Start of Provided passage
“It seems people are willing to damn the book without reading it. Nonsense about witchcraft and fantasy. First I felt horror, then anger, and finally I said, ‘Ah, the hell with it.’ It’s great publicity, really.”
– Madeline L’Engle
I was around 10 years old when I first read Madeline L’Engle’s A Wrinkle In Time. The book played a big role in shaping my love of reading. I can still remember, rather vividly too, the joy I of entering an unexpected and uncharted world so full of wonder and imagination. I was struck by her ability to take simple constructs and characters (with names like Mrs. Who and Mrs. Which and Mrs. Whatsit) and weave it into such elegant prose and powerful symbols of light and dark.
It taught me about the joy of discovering new worlds and new ideas. It also taught me about the ways in which these new worlds and new ideas can challenge our old ways of thinking. The more we see and experience of the world the more we see of the darkness, but there is also greater opportunity for the light to shine in the darkness. As circumstance begins to steal Meg’s sense of innocence and optimism, this unassuming heroine modelled for my young mind what it looked like to embrace the challenge of discovering new worlds and ideas even as the darkness looms, a darkness that L’Engle allowed me to interpret through the lens of my own struggle and my own experience helping me to make sense of the world I happened to live in as well. It taught me to embrace the idea there is more to this world and this life than what I can see from my limited perspective and to trust in a greater purpose for my life.
So suffice to say I was genuinely surprised to read in my later years that this book which had such a great impact on my life has also managed to evoke a strong current of criticism, especially when it comes to rejecting the novel’s religious undertones.
End of Provided passage
Reproduce the essay on A Wrinkle In Time from "So suffice to" up to and including "novel’s religious undertones.". The items have no connection to the essay on A Wrinkle In Time.
Start of Data extract
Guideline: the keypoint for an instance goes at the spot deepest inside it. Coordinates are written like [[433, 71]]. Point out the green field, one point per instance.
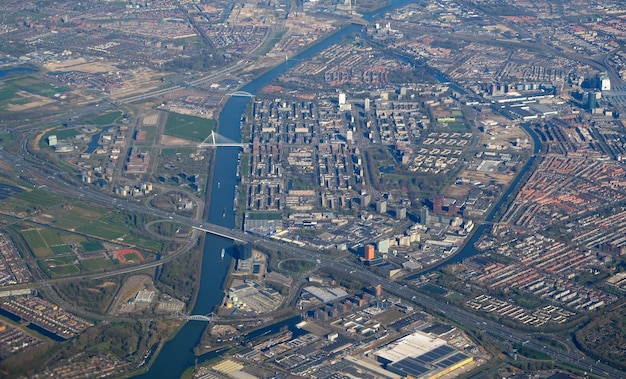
[[36, 86], [106, 118], [33, 239], [144, 243], [51, 237], [103, 230], [96, 264], [61, 249], [38, 197], [62, 135], [132, 257], [60, 261], [150, 134], [92, 245], [188, 127], [64, 270], [531, 353], [6, 139], [10, 88]]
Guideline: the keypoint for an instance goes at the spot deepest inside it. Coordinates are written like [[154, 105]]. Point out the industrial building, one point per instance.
[[421, 356]]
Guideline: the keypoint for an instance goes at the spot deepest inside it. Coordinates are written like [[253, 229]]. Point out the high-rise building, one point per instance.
[[438, 202], [605, 82], [424, 215], [381, 206], [342, 98], [368, 252], [592, 101], [400, 213], [383, 246]]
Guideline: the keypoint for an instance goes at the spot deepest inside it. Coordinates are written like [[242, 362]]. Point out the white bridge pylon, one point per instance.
[[211, 141], [241, 94]]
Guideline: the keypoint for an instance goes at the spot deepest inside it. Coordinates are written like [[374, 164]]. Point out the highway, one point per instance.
[[42, 173], [465, 318], [192, 84]]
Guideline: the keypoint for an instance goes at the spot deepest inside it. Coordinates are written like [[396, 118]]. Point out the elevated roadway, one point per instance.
[[469, 320]]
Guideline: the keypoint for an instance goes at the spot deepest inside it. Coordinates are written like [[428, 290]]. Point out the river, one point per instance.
[[468, 248], [177, 354], [6, 72]]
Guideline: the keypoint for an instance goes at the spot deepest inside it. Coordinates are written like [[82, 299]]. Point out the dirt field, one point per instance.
[[129, 290], [80, 64], [151, 120], [34, 102]]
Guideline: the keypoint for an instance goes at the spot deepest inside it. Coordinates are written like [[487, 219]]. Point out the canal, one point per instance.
[[177, 354]]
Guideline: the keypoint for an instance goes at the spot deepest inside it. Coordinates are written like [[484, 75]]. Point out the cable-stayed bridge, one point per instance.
[[218, 140]]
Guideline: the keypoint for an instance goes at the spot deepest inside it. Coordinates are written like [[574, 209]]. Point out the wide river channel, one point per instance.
[[177, 354]]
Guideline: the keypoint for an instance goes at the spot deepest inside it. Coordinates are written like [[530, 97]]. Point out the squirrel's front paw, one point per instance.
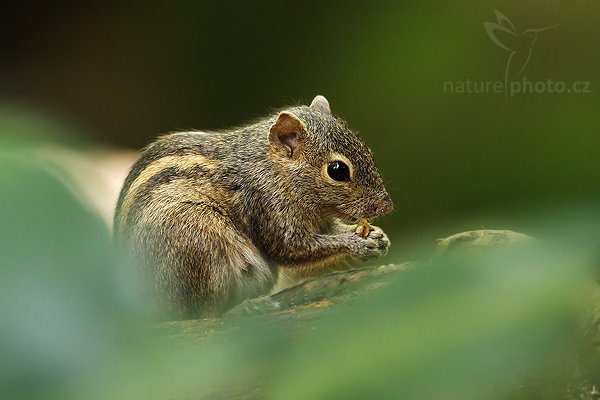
[[376, 244]]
End of Data extract
• [Answer below]:
So suffice to say I was genuinely surprised to read in my later years that this book which had such a great impact on my life has also managed to evoke a strong current of criticism, especially when it comes to rejecting the novel’s religious undertones.